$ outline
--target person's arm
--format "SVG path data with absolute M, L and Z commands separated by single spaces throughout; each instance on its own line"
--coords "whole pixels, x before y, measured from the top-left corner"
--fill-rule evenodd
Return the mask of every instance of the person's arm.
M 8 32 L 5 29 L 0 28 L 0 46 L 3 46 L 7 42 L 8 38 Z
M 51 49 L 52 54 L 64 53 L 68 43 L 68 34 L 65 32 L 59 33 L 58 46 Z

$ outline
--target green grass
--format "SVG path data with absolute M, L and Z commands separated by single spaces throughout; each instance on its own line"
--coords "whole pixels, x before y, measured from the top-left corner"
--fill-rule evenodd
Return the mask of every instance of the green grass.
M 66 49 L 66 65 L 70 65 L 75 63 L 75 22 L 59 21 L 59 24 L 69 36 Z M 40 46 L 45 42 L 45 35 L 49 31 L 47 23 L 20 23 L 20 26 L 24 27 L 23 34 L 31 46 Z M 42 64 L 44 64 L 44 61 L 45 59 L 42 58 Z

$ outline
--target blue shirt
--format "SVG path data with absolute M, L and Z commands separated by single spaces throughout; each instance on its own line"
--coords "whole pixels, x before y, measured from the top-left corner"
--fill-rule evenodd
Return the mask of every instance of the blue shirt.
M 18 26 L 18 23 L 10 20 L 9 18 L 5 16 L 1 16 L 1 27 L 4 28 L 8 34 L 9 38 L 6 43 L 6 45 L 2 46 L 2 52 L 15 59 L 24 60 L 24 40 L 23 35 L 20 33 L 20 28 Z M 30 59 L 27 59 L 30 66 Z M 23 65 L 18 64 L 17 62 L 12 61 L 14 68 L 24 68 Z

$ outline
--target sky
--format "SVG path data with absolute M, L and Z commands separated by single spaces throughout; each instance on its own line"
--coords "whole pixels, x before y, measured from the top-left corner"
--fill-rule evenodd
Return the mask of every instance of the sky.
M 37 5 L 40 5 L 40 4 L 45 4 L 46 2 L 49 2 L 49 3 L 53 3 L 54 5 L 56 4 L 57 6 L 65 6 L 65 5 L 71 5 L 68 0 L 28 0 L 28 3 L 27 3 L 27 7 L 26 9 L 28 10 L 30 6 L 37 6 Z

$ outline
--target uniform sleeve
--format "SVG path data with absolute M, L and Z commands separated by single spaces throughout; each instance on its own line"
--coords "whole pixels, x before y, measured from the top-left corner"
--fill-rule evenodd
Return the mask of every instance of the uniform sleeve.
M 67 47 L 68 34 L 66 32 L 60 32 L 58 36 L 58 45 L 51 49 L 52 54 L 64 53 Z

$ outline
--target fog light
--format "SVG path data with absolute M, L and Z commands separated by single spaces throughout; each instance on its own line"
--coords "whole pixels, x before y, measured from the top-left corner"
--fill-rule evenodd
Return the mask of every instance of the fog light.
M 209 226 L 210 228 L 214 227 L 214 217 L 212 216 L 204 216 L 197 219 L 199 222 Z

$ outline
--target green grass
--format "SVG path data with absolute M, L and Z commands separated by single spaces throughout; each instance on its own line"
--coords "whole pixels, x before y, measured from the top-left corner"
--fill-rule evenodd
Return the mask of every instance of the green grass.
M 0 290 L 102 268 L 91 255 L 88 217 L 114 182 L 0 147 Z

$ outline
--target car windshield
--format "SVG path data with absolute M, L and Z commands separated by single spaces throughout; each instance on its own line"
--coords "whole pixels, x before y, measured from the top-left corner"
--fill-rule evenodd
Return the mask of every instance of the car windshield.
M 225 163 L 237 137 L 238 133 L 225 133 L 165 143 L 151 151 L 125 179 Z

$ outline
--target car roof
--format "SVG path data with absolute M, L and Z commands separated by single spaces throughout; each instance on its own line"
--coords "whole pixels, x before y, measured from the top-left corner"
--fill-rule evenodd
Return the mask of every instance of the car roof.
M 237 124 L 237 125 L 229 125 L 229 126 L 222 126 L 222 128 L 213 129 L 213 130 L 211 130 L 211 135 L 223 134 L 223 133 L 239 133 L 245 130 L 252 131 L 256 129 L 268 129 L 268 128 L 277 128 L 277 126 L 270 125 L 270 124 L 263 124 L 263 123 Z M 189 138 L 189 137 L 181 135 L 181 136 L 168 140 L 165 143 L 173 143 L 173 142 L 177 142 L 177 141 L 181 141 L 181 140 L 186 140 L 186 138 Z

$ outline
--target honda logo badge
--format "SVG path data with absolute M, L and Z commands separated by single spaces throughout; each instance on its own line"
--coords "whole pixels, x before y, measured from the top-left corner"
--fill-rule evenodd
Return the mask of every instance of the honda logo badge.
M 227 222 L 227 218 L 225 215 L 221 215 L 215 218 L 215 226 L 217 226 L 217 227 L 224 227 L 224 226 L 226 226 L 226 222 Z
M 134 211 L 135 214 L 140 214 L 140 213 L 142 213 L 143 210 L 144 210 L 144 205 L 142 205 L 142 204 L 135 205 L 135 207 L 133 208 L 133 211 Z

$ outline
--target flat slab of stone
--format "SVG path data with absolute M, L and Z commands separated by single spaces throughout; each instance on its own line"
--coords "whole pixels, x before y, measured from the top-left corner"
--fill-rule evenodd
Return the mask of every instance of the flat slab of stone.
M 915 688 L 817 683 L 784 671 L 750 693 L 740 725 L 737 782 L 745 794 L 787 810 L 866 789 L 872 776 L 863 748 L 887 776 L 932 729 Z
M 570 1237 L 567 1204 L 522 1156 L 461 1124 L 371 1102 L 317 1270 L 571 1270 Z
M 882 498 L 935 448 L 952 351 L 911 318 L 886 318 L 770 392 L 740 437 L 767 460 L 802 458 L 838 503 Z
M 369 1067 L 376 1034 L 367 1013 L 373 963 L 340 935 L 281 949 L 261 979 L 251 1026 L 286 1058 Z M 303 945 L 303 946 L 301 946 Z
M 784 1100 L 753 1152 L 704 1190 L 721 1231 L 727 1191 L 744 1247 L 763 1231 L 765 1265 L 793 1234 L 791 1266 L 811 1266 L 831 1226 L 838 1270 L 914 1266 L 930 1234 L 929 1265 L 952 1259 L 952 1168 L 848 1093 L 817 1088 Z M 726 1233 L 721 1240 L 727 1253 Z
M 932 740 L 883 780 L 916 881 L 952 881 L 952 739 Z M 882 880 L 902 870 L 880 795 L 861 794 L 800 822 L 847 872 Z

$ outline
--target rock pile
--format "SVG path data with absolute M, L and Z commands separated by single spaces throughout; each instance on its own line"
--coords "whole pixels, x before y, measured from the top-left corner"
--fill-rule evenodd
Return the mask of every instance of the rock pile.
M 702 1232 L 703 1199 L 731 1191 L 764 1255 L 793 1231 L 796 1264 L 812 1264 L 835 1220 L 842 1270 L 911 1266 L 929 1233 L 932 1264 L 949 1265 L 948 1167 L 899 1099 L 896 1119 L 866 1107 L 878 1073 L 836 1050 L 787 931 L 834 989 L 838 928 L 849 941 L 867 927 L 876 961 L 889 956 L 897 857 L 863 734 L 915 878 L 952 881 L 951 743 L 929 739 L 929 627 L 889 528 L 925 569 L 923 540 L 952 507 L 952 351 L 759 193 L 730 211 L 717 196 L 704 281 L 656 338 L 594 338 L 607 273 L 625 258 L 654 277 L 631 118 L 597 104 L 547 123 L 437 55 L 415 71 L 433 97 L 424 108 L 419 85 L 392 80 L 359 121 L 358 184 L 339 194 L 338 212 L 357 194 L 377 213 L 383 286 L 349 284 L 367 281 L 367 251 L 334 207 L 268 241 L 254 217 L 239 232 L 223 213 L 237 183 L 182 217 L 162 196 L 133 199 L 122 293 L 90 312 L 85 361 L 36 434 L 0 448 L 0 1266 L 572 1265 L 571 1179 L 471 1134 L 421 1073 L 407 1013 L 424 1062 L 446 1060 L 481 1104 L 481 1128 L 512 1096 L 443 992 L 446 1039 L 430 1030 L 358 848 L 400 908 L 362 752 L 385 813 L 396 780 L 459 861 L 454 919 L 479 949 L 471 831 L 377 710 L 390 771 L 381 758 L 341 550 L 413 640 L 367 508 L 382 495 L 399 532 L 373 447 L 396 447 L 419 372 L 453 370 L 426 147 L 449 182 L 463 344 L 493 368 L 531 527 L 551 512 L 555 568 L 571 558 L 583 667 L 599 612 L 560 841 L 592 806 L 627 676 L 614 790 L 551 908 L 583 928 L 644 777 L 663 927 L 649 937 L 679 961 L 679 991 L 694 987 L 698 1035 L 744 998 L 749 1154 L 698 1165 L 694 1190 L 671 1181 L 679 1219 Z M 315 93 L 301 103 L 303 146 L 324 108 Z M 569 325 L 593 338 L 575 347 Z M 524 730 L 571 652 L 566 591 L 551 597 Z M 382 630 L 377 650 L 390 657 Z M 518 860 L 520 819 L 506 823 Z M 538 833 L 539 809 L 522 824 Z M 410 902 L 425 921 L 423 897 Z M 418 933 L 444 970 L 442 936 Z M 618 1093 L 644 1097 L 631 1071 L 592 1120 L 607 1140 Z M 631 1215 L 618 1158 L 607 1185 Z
==========
Find each line in the rows above that contains the word "uniform", and copy those lines.

§ Result below
--target uniform sleeve
Return the mask of every instance of the uniform sleeve.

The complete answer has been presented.